◆ **Document section**
Content starts

Wireless sensors track sanitizer use, optimize replacement and refill operations


IMAGE: ADOBE STOCKIn an effort to optimize Penn State's hand sanitizer management and maintenance operations, a team of engineering researchers designed, developed and installed a wireless sensor system on the hand sanitizer stations found in Hammond Building.

UNIVERSITY PARK, Pa. — To help slow the spread of the coronavirus, Penn State deployed nearly 6,000 hand sanitizer stations across its campuses for the fall 2020 semester, with almost 3,000 stations installed at the University Park campus. But with no way to track station usage or hand sanitizer levels, the University’s Office of Physical Plant (OPP) needs to physically visit each station to check which need replacement or refill.

An interdisciplinary team of Penn State College of Engineering and College of Agricultural Sciences researchers worked to optimize OPP’s Building and Grounds’ sanitizer management and maintenance operation by designing and developing a wireless sensor system.


Project lead Sven Bilén, professor of engineering design, electrical engineering and aerospace engineering, explained that, to the uninitiated, the initial ask seemed simple — add wireless sensors to the hand sanitizer dispensers to notify OPP’s Custodial Operations team when the stations were empty.

Bilén recognized that a solution would be more complex than the simple ask. So, he assembled a team of engineering faculty, staff and students that took a systems design approach. They began by researching how to address four smaller problems: how to know when dispenser levers are pushed, when a sanitizer bottle is replaced, how to send that data to the cloud and what to do with that data, and how to report it back to stakeholders.

Content ends

◆ **Supplied data**
Content starts

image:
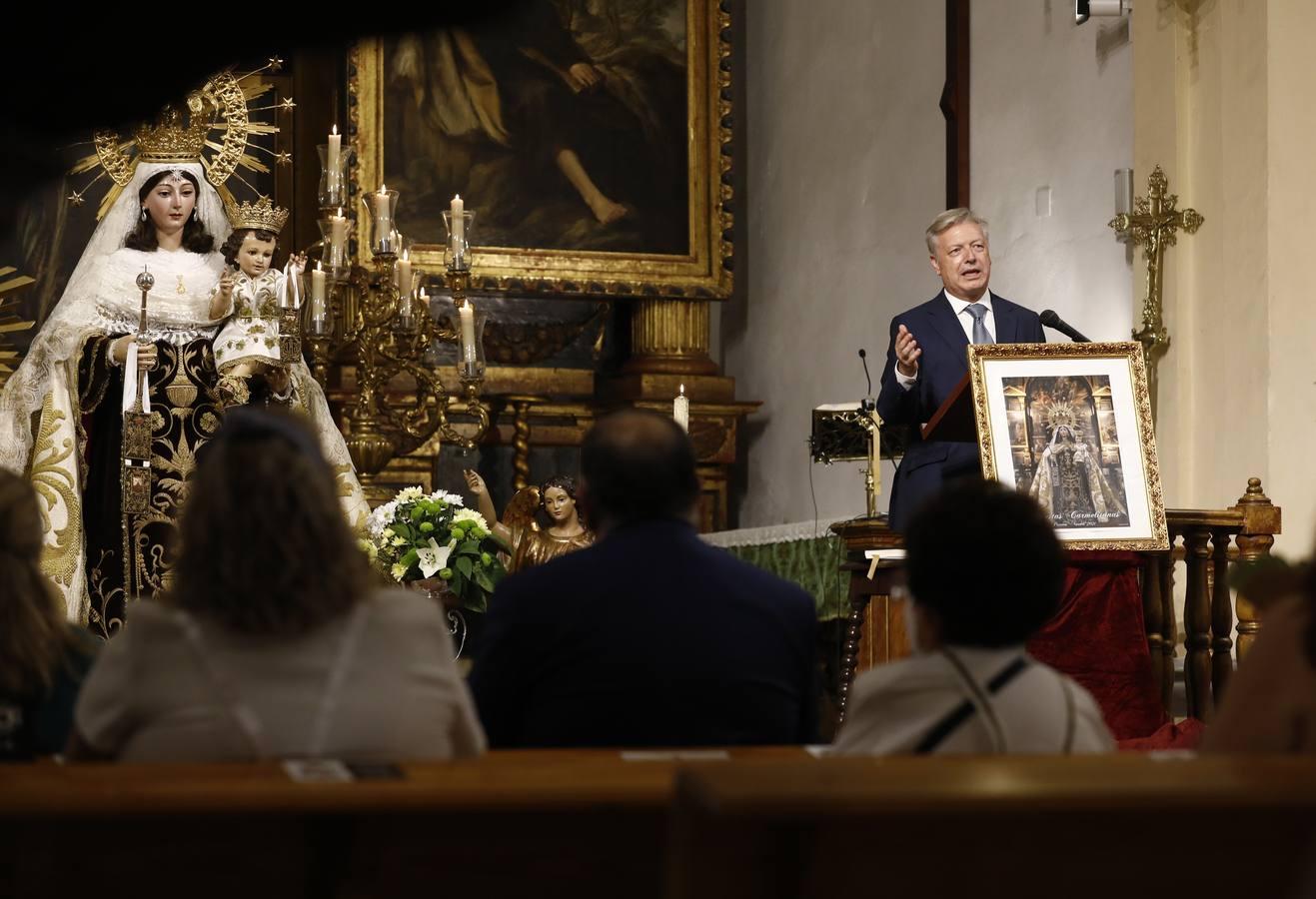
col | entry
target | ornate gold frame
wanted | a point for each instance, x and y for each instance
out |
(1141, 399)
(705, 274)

Content ends
Content starts

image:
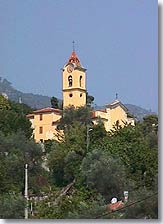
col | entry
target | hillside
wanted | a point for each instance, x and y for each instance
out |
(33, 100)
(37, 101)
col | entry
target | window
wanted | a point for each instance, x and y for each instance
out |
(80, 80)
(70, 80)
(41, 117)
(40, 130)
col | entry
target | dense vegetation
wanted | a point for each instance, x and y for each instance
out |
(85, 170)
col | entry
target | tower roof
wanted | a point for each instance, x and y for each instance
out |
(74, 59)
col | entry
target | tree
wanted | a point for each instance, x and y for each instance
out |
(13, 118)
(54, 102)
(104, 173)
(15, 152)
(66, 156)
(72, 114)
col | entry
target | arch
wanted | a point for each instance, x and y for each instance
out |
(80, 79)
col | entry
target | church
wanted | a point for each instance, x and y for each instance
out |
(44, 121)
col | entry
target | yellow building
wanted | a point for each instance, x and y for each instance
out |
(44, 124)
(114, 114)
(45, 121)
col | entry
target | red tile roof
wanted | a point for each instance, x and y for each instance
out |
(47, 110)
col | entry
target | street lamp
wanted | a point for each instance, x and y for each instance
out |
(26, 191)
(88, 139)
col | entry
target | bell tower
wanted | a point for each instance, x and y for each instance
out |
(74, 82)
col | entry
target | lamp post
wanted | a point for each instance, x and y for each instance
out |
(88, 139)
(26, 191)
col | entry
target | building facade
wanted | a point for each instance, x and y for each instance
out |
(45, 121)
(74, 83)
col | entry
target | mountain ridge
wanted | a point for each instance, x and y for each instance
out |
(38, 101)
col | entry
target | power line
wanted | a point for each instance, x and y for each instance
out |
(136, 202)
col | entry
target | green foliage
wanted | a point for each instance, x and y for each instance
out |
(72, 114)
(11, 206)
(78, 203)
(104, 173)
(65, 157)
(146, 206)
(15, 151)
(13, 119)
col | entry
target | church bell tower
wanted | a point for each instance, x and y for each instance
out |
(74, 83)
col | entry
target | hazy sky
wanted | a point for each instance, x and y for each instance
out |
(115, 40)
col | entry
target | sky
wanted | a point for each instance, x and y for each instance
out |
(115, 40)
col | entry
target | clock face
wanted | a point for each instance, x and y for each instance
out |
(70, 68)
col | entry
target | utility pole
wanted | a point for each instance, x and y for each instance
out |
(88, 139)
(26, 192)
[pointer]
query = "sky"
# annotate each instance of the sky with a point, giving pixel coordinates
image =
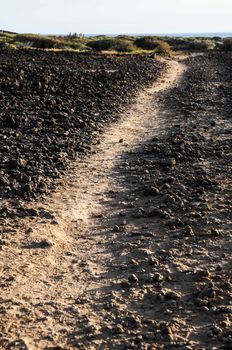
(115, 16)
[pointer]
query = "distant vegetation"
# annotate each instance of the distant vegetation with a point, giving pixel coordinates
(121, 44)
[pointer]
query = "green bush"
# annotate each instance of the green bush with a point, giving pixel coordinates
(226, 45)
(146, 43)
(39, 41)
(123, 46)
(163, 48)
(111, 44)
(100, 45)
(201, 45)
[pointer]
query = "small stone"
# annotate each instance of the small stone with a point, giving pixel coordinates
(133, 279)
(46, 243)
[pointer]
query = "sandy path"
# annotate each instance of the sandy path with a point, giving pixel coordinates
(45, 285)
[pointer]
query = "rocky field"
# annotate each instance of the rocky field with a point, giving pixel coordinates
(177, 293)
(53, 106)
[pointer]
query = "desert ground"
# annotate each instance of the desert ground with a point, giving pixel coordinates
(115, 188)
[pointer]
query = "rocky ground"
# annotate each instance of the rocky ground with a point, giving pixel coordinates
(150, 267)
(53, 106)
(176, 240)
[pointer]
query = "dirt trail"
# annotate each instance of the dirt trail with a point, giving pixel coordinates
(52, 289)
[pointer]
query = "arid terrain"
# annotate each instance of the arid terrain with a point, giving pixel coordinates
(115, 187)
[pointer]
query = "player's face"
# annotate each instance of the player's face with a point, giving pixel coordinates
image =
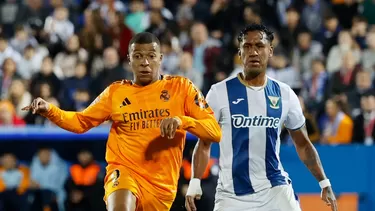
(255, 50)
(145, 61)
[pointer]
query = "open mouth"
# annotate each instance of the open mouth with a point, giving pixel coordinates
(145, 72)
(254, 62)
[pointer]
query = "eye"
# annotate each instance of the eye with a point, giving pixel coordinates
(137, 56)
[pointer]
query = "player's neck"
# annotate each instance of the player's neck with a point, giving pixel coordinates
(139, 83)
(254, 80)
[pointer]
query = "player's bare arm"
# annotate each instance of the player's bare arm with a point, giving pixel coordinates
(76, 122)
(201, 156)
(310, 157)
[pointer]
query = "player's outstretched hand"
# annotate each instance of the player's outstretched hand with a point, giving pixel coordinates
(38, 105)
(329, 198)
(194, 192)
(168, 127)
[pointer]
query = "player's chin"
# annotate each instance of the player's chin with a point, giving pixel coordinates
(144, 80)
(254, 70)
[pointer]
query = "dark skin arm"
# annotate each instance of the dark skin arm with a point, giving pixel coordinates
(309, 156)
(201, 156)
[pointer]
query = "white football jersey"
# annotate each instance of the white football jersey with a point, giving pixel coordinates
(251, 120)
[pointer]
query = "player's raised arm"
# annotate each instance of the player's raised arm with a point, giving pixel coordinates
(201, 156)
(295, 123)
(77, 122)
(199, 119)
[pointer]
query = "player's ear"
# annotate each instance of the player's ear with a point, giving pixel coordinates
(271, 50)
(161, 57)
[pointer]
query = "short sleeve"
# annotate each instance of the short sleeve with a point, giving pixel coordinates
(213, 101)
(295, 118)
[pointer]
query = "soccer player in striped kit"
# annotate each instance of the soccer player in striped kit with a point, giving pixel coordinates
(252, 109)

Content ends
Content starts

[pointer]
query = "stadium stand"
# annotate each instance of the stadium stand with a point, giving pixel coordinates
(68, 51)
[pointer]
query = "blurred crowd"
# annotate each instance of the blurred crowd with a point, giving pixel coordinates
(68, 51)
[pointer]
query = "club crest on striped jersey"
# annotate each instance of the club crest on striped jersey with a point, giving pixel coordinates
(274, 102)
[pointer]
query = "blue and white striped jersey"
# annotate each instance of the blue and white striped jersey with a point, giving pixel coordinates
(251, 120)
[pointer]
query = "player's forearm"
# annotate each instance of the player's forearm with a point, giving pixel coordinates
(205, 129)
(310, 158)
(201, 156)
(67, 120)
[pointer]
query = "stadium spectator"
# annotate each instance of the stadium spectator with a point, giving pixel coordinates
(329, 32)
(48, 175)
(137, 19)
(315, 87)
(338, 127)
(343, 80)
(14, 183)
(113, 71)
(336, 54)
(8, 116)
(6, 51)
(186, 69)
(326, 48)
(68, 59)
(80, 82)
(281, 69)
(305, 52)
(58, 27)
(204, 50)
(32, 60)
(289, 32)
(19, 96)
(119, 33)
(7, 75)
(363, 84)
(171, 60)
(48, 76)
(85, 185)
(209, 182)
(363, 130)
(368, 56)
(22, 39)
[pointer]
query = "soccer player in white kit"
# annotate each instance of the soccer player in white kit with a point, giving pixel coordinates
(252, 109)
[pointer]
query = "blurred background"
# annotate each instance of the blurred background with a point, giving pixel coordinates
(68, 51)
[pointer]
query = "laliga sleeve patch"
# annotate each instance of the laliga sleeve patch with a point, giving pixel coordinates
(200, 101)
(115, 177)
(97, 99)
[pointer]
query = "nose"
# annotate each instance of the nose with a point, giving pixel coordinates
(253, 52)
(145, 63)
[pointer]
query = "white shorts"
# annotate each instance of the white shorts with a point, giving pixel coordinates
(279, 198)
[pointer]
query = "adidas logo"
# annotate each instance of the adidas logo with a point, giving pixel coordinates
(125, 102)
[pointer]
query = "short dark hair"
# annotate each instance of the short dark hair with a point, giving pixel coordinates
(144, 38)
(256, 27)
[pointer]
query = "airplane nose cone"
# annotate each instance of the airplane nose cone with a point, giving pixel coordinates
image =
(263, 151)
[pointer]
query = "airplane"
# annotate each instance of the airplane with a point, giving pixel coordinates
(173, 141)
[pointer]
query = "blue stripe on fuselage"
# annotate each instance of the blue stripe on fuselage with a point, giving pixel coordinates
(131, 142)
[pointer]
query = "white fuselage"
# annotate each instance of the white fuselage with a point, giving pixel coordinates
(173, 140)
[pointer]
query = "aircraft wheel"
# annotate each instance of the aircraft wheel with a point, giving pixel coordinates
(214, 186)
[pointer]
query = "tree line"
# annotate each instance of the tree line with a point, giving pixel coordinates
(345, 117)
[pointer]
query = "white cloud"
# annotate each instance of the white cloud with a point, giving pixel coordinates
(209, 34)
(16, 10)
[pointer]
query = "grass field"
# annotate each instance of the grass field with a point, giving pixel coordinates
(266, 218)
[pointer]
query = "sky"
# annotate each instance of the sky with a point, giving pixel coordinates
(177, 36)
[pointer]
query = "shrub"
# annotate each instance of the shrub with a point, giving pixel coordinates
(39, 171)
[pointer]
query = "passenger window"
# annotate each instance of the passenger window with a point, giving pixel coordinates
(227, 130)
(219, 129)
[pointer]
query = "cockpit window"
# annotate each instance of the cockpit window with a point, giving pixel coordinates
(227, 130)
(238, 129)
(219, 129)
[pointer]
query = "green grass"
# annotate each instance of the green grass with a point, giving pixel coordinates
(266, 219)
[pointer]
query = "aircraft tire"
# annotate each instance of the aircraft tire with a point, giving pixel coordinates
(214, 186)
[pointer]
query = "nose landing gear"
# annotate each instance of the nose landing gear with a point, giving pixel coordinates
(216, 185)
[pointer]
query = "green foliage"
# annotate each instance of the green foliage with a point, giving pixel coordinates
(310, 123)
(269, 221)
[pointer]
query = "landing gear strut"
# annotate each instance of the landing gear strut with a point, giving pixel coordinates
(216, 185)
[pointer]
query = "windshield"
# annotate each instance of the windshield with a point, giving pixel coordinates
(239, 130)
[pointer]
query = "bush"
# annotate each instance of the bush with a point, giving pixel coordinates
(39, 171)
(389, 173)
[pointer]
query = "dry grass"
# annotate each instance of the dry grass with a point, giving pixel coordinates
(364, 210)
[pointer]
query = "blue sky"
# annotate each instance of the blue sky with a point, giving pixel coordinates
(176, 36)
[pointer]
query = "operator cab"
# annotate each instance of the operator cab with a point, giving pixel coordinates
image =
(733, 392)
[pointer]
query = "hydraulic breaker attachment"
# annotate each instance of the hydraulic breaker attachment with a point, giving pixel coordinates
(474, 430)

Content ends

◆ **Exercise requirements**
1 > According to the sanitizer sensor article, how many hand sanitizer stations were installed at the University Park campus?
2 > Please summarize the sanitizer sensor article in two sentences.
3 > In the sanitizer sensor article, rewrite the stretch from "Project lead Sven" through "back to stakeholders.", swapping "wireless sensors" for "wireless monitors".

◆ **Answers in order**
1 > Almost 3,000 stations.

2 > Penn State deployed nearly 6,000 hand sanitizer stations across its campuses for the fall 2020 semester, but its Office of Physical Plant had to visit each station in person to see which needed replacement or refill. A team of engineering and agricultural sciences researchers led by Sven Bilén designed a wireless sensor system, starting with four smaller problems: detecting lever pushes, detecting bottle replacements, sending and handling the data in the cloud, and reporting it back to stakeholders.

3 >
Project lead Sven Bilén, professor of engineering design, electrical engineering and aerospace engineering, explained that, to the uninitiated, the initial ask seemed simple — add wireless monitors to the hand sanitizer dispensers to notify OPP’s Custodial Operations team when the stations were empty.

Bilén recognized that a solution would be more complex than the simple ask. So, he assembled a team of engineering faculty, staff and students that took a systems design approach. They began by researching how to address four smaller problems: how to know when dispenser levers are pushed, when a sanitizer bottle is replaced, how to send that data to the cloud and what to do with that data, and how to report it back to stakeholders.